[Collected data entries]
*-*-*

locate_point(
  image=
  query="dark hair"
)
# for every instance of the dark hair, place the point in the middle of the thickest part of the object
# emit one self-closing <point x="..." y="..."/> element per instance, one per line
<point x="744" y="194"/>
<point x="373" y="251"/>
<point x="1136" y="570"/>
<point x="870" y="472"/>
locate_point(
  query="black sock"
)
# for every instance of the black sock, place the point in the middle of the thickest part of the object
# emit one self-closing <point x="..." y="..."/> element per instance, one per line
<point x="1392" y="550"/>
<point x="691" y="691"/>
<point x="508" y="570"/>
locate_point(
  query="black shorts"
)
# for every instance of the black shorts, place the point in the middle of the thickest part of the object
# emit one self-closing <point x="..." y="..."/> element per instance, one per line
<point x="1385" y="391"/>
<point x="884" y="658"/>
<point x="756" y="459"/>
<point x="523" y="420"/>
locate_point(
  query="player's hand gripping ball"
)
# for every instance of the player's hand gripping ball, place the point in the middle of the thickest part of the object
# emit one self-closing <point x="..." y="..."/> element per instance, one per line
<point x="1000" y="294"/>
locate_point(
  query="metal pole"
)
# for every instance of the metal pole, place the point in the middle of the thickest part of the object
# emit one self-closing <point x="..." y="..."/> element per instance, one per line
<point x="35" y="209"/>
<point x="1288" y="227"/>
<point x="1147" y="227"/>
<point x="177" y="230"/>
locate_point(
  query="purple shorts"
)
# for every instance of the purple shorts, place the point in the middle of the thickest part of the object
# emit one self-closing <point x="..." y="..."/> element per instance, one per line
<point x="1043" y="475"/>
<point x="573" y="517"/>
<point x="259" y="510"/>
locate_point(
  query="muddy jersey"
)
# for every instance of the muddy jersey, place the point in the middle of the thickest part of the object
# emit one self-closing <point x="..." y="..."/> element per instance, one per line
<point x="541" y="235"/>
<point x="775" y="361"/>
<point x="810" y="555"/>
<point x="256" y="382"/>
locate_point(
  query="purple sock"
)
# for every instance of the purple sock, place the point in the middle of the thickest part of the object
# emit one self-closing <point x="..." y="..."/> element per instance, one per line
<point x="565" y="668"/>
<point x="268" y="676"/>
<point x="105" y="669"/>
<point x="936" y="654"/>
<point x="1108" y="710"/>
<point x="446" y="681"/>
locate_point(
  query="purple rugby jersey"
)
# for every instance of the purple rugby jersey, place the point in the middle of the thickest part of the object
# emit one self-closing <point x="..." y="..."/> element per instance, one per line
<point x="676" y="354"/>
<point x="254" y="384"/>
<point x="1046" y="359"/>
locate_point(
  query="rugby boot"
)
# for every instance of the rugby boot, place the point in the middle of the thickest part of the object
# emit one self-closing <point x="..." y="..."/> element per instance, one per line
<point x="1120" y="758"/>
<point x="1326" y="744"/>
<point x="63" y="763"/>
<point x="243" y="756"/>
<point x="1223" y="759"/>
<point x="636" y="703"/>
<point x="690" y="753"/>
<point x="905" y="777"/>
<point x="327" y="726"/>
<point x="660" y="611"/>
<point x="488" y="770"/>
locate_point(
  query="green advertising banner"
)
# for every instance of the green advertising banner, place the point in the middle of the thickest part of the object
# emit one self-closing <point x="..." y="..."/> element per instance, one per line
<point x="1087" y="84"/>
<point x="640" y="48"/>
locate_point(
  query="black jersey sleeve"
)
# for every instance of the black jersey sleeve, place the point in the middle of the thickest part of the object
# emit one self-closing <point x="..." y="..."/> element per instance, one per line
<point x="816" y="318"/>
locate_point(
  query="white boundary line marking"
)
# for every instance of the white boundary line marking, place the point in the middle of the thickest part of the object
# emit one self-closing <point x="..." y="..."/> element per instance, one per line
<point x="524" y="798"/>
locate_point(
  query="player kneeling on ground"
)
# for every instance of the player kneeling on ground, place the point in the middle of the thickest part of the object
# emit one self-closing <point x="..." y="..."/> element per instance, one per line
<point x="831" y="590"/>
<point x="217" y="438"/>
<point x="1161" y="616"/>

*-*-*

Return the material exactly as it stands.

THE COMPLETED TASK:
locate_point(
  image=
  query="dark hair"
)
# for every instance of the dark hair, place the point in the middle of the thickest part of the object
# emit one self-closing <point x="..." y="..."/> element per instance, one per line
<point x="744" y="194"/>
<point x="373" y="251"/>
<point x="1136" y="570"/>
<point x="870" y="472"/>
locate_point(
  query="black sock"
)
# for every instance of the black sock, place the point in the middle of the thickest part of the object
# emit one self-closing <point x="..." y="..."/> element per instance, one per line
<point x="1392" y="550"/>
<point x="691" y="691"/>
<point x="508" y="570"/>
locate_point(
  query="black shorts"
)
# for every instance of the black shorts, place the point in the middle of the thickest part of the object
# emit one self-closing <point x="..." y="..."/> element per instance, one per line
<point x="1385" y="391"/>
<point x="884" y="658"/>
<point x="756" y="459"/>
<point x="523" y="420"/>
locate_point(
  query="player's hand gripping ball"
)
# for every instance of the player's hand gripping ball, place the point in the middle of the thickest part of the object
# emit one self-closing <point x="..." y="..."/> element per instance, one per line
<point x="1000" y="294"/>
locate_point(
  query="metal pole"
)
# for every instance of the metal pole, place the point in the middle of the thickest part of the object
# emit one self-closing <point x="..." y="..."/> element per instance, one per line
<point x="35" y="209"/>
<point x="1288" y="227"/>
<point x="1147" y="227"/>
<point x="177" y="230"/>
locate_point(
  query="purple shorts"
)
# for every instance of the purple shorts, place the point in the middle of the thickest part of the object
# emit one self-closing <point x="..." y="..."/> element per instance, one per line
<point x="1043" y="475"/>
<point x="573" y="517"/>
<point x="259" y="510"/>
locate_point(
  query="muddy jersey"
)
# for every instance of the muddy jersey, place the point in the middle of the thickest part of the object
# emit one self-closing <point x="..." y="..."/> element per instance, one per line
<point x="541" y="235"/>
<point x="775" y="361"/>
<point x="810" y="555"/>
<point x="256" y="382"/>
locate_point(
  query="purple sock"
)
# for every instance of the purple sock, place the point in the middle of the thickest part of the object
# emit one self-closing <point x="..." y="..."/> element per instance, one per line
<point x="565" y="668"/>
<point x="268" y="676"/>
<point x="105" y="669"/>
<point x="936" y="654"/>
<point x="1108" y="710"/>
<point x="446" y="681"/>
locate_point(
  query="purple rugby jersey"
)
# for every instance of the purple rugby jersey, place the point in the middle of the thickest part of the object
# emit one self-closing <point x="..." y="..."/> element per instance, one per line
<point x="676" y="354"/>
<point x="254" y="384"/>
<point x="1046" y="359"/>
locate_point(
  query="rugby boot"
)
# for every instance of the rugby boot, place the point in the middle of the thickest part of the object
# emit one self-closing <point x="..." y="..."/> element per instance, one per line
<point x="1120" y="758"/>
<point x="1326" y="744"/>
<point x="63" y="763"/>
<point x="243" y="756"/>
<point x="1223" y="759"/>
<point x="636" y="703"/>
<point x="690" y="753"/>
<point x="905" y="777"/>
<point x="327" y="726"/>
<point x="660" y="611"/>
<point x="488" y="770"/>
locate_point(
  query="green advertising banner"
)
# for every instance of the green advertising banner, place the point in the middle of the thickest part of the object
# emit one self-closing <point x="..." y="..."/> element per instance, one per line
<point x="1087" y="84"/>
<point x="640" y="48"/>
locate_point(
  query="black jersey sleeve"
)
# for every instance of the black jersey sleeve, place the point in the middle of the thickest part of the object
# emit one self-closing <point x="..." y="..."/> element per instance, one per line
<point x="816" y="318"/>
locate_point(
  query="white boundary line marking"
)
# for every instance of the white boundary line marking, place the point in the middle of the thickest part of the object
# emit one self-closing <point x="..." y="..."/> element per instance, one per line
<point x="524" y="798"/>
locate_point(
  query="player kneeling on ground"
)
# for every instance of the player kneeling on ground, place the point in the middle of the thickest part of the object
# emit one self-closing <point x="..." y="..."/> element per instance, one per line
<point x="831" y="590"/>
<point x="217" y="438"/>
<point x="1161" y="616"/>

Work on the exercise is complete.